### Extrait de page

L'une des fonctionnalités pour laquelle Strava est connue est celle du segment qui permet de se comparer à d'autres utilisateurs sur une même distance. Comment est née cette fonctionnalité ?

La fonctionnalité du segment a été créée à la demande de notre première communauté de cyclistes qui souhaitait pouvoir analyser les données liées à leurs ascension. Ces passages sont toujours un moment important d'un parcours et réaliser une ascension difficile est souvent une fierté. Cette fonctionnalité a rencontré beaucoup de succès et nous avons par la suite permis aux cyclistes de comparer leurs performances avec leurs amis. Aujourd'hui cette fonctionnalité du segment permet à n'importe quel utilisateur de se comparer au reste de la communauté Strava sur une même distance. Pour l'anecdote, la première version de cette fonctionnalité a d'ailleurs été créée dans le sud de la France.

Quel a été l'impact de la crise sanitaire sur votre activité ?

Pendant cette crise sanitaire, beaucoup de personnes ont réalisé qu'il était important de prendre soin de leur santé et se sont mis au sport. Strava a réussi à maintenir une connexion sociale pendant une période où il n'était pas possible de courir en présence de ses amis ou sa famille. L'application a permis à nos utilisateurs de partager ces données avec le reste de la communauté. Nous avons connu un pic d'activité concernant le nombre de personnes qui ont rejoint un club sur Strava. Surtout, nous avons observé une véritable créativité de nos utilisateurs : certains ont couru un marathon dans leur jardin ou sur le toit de leur immeuble.

Comment se décompose votre modèle de revenus ?

La majorité de notre chiffre d'affaires provient des abonnements payants. Le sponsoring d'évènements par des entreprises partenaires représente moins de 10% de nos revenus. Ces évènements sportifs sponsorisés apportent de la valeur à nos athlètes car il est souvent plus amusant et motivant de participer à un challenge lorsqu'il y a un prix à gagner. Nous laissons le soin à nos partenaires du choix des récompenses. Il peut s'agir simplement d'un badge mais aussi de réductions pour les participants ou de cadeaux pour les gagnants.

Certaines fonctionnalités autrefois gratuites sont devenues payantes en 2020. Prévoyez-vous de conserver une version gratuite de Strava et va-t-elle rester attractive ?

"Avec 3,2 millions d'utilisateurs, le marché français est très important pour Strava"

Bien sûr, il y aura toujours de la valeur dans la version gratuite de Strava, qui reste utilisée par la majorité de nos utilisateurs, et nous n'avons donc aucune intention de changer notre modèle Freemium. Pour autant, il est vrai qu'après avoir expérimenté différents modèles de revenus au cours des années précédentes nous avons pris la décision début 2020 de revenir aux fondamentaux, à savoir apporter de la valeur à notre communauté. Nous avons donc décidé d'améliorer notre version Premium, ce que nous n'avions pas ou trop peu fait ces dernières années.

######
### Données enregistrées

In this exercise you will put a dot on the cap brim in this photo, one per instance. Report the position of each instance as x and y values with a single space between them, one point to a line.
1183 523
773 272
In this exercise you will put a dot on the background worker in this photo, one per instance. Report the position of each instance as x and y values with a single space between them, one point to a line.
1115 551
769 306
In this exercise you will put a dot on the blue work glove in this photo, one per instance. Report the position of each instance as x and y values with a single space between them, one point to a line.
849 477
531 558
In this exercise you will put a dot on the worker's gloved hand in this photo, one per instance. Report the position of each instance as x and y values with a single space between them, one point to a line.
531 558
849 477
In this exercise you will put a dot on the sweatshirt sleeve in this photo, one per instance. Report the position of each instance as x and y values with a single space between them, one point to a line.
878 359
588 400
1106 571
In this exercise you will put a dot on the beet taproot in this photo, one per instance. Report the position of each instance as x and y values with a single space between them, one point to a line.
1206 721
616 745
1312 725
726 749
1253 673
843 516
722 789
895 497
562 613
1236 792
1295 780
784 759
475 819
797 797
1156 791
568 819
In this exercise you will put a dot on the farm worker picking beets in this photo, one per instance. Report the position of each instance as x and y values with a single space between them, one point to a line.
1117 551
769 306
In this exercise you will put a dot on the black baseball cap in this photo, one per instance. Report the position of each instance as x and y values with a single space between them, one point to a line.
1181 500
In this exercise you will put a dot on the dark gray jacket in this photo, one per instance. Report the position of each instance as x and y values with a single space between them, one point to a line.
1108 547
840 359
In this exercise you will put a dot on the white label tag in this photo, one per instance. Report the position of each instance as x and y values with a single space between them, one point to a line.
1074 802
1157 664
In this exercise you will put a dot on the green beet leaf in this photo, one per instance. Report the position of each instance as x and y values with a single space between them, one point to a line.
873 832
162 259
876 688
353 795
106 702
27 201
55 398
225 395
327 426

######

■ **Tâches à réaliser**
1: Répondez aux questions suivantes à partir de l'extrait sur Strava.
(a) À la demande de qui la fonctionnalité du segment a-t-elle été créée ?
(b) Quelle part des revenus le sponsoring d'évènements représente-t-il ?
(c) Quand la décision de revenir aux fondamentaux a-t-elle été prise ?
2: Recopiez fidèlement le passage de l'extrait sur Strava qui va de « L'une des fonctionnalités » jusqu'à « née cette fonctionnalité ? ».
Les lignes proviennent d'une autre source que l'extrait sur Strava.

■ **Corrigé des tâches**
1:
(a) À la demande de la première communauté de cyclistes de Strava.
(b) Moins de 10 % des revenus.
(c) Début 2020.

2:
L'une des fonctionnalités pour laquelle Strava est connue est celle du segment qui permet de se comparer à d'autres utilisateurs sur une même distance. Comment est née cette fonctionnalité ?